**Page extract:**
Over the past year and a half, vociferous leaders have made some startling accusations about school reform in Pennsylvania. The target: Student Learning Outcomes, known popularly as outcome-based education (OBE).
To its proponents, OBE is a performance-based system that puts Pennsylvania on the leading edge of education reform. The new approach swings the state's regulatory emphasis away from the amount of time spent in school (Carnegie units) and toward the specification of rigorous outcomes for student achievement. The reforms also expand parental rights, broaden community participation in planning, and grant school districts new flexibility in educational program design.
To opponents, OBE is a calculated attempt to usurp parental authority, revive a previously defeated assessment policy, and impose a politically correct strategy that would force children to conform to state-mandated values and behaviors (Cussler 1993).
Typically, the criticisms have been emotionally charged, well organized, and well publicized. Among the more inflammatory anti-OBE materials is The New World Order, a videotape widely circulated by Citizens for Excellence in Education (CEE), a national Fundamentalist Christian coalition. The video depicts a Christian student who is declared “at risk” and targeted for special services in the public schools. In one scene, the child is taken away as uniformed guards restrain the parent, who struggles to save her daughter from the clutches of the state.
When a defender of school reform protests, “We don't do that!” the response is, “Well, you might!”
Farfetched or not, this video and other protest literature have provided a common language for the opposition to school reform initiatives in Pennsylvania. Across the state, the distortions and accusations framed agendas, fueled controversies, and raised suspicions about the motives, costs, and claims of school reform.
Although many people inside and outside the education community supported OBE, few were able to defend it well. The climate of misrepresentation was formidable, the resistance took district personnel by surprise, and many people did not fully understand OBE and its implications. It is hardly surprising that resistance dogged the reform effort all the way to its passage in amended form in June 1993.
So what happened? And what was learned that could assist other reform efforts? The story began six years ago.
Regulatory Revisions Begin
Every four years, Pennsylvania's State Board of Education reviews its school code regulations. During the 1988 review, board members decided that two basic changes were necessary. First, vocational education students should meet higher academic standards because the workplace now demands workers who can solve complex problems. Second, the testing process should not be divorced from curriculum content. To meld the two, the board incorporated the idea of performance-based curriculum and assessment.
By 1989, the board began meeting with more than 50 business, industrial, and professional organizations. A broad theme soon emerged: Because learning outcomes are essential evidence of preparation for life in the 21st century, the state board's regulations must make expected learning outcomes explicit.
conducted work sessions with 37 statewide groups interested in the policy issues;
facilitated a December 1990 public hearing in Harrisburg;
conducted forums with national experts and leaders of the state's education community; and
consulted with university research advisers, educators, teachers, and administrators.
Most state board members believed that to help schools and educators refocus their instructional mission, the revised regulations had to concentrate not on time spent in class but on what was learned. This idea led to a renegotiated balance between state and school district prerogatives. Local school districts would get increased flexibility to design local outcomes and programs. At the same time, the state would insist that the focus of instruction shift to certain learning outcomes.

**Pointing dataset records:**
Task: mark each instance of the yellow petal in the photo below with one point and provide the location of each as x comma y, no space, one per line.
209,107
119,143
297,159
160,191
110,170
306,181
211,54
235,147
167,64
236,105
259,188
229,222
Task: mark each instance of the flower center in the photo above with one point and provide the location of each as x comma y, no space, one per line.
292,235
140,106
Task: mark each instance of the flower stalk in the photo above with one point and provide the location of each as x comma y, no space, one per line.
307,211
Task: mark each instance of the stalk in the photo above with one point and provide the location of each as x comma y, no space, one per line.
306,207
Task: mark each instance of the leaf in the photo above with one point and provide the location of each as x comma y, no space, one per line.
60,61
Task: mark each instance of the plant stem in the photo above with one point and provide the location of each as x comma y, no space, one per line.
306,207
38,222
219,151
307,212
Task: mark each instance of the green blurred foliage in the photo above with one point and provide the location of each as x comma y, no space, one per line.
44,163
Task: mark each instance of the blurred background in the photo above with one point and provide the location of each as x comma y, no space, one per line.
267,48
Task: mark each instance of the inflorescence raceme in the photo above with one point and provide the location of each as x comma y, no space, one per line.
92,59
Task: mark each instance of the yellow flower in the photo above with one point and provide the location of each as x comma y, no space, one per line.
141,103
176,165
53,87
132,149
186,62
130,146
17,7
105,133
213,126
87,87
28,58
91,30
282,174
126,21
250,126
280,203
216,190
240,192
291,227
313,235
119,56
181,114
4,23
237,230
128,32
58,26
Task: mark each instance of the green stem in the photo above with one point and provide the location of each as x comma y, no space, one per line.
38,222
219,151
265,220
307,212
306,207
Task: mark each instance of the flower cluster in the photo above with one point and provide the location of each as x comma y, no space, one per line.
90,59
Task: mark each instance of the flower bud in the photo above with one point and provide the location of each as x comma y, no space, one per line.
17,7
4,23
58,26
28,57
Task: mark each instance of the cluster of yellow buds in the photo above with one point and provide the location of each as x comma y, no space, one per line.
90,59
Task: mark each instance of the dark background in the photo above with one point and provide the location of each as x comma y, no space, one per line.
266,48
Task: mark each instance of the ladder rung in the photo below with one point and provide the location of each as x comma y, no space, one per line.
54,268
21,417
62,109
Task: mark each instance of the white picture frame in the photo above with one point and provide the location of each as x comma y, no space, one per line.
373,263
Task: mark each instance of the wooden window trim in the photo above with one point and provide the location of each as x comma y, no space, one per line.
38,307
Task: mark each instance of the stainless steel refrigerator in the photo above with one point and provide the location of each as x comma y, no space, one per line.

**Exercise requirements:**
- a) Repeat the passage from the article on outcome-based education in Pennsylvania, beginning at the words "When a defender" and stopping after "in June 1993.".
- b) According to the article on outcome-based education in Pennsylvania, why did the State Board of Education decide during its 1988 review that vocational education students should meet higher academic standards? Answer in one to three sentences.
- c) Take the article on Pennsylvania's outcome-based education reform further, continuing from its last sentence.
Nothing in the records is needed for this work.

**Answers for the tasks:**
- a)
When a defender of school reform protests, “We don't do that!” the response is, “Well, you might!”
Farfetched or not, this video and other protest literature have provided a common language for the opposition to school reform initiatives in Pennsylvania. Across the state, the distortions and accusations framed agendas, fueled controversies, and raised suspicions about the motives, costs, and claims of school reform.
Although many people inside and outside the education community supported OBE, few were able to defend it well. The climate of misrepresentation was formidable, the resistance took district personnel by surprise, and many people did not fully understand OBE and its implications. It is hardly surprising that resistance dogged the reform effort all the way to its passage in amended form in June 1993.

- b) The board decided that vocational education students should meet higher academic standards because the workplace now demands workers who can solve complex problems.

- c)
The State Board of Education needed to assume responsibility for creating a base of learning outcomes.
Districts would have to design their own core outcomes that would be in compliance with state requirements.
The state would need to design a process to assess whether district programs were focusing on the state-stipulated outcomes.
Determining Learning Outcomes
The effort to specify student learning outcomes was built around 10 Goals of Quality Education that were already in place in the state. In June 1991, committees of teachers, administrators, and university faculty assembled to develop student outcome statements for each goal area. About 425 outcomes were suggested.
In the next 4 months, 13 public hearings and 12 public meetings were held to discuss proposed school code regulation changes. By August 1991, Robert Feir, the board of education's executive director, sent a draft of the proposed regulations to board members. Feir's draft incorporated suggestions from public hearings, written testimony, Department of Education staff, and the board's own comments. By November 4, 1992, the State Board of Education agreed upon 10 curriculum goals: communications; mathematics; science and technology; environment and ecology; citizenship; appreciating and understanding others; arts and humanities; career education and work; wellness and fitness; and personal, family, and community living.
The board had also reduced the 425 outcomes to 57 statements that defined the skills and knowledge that students would be expected to demonstrate before graduating from high school in Pennsylvania. The number of statements was later reduced to 53.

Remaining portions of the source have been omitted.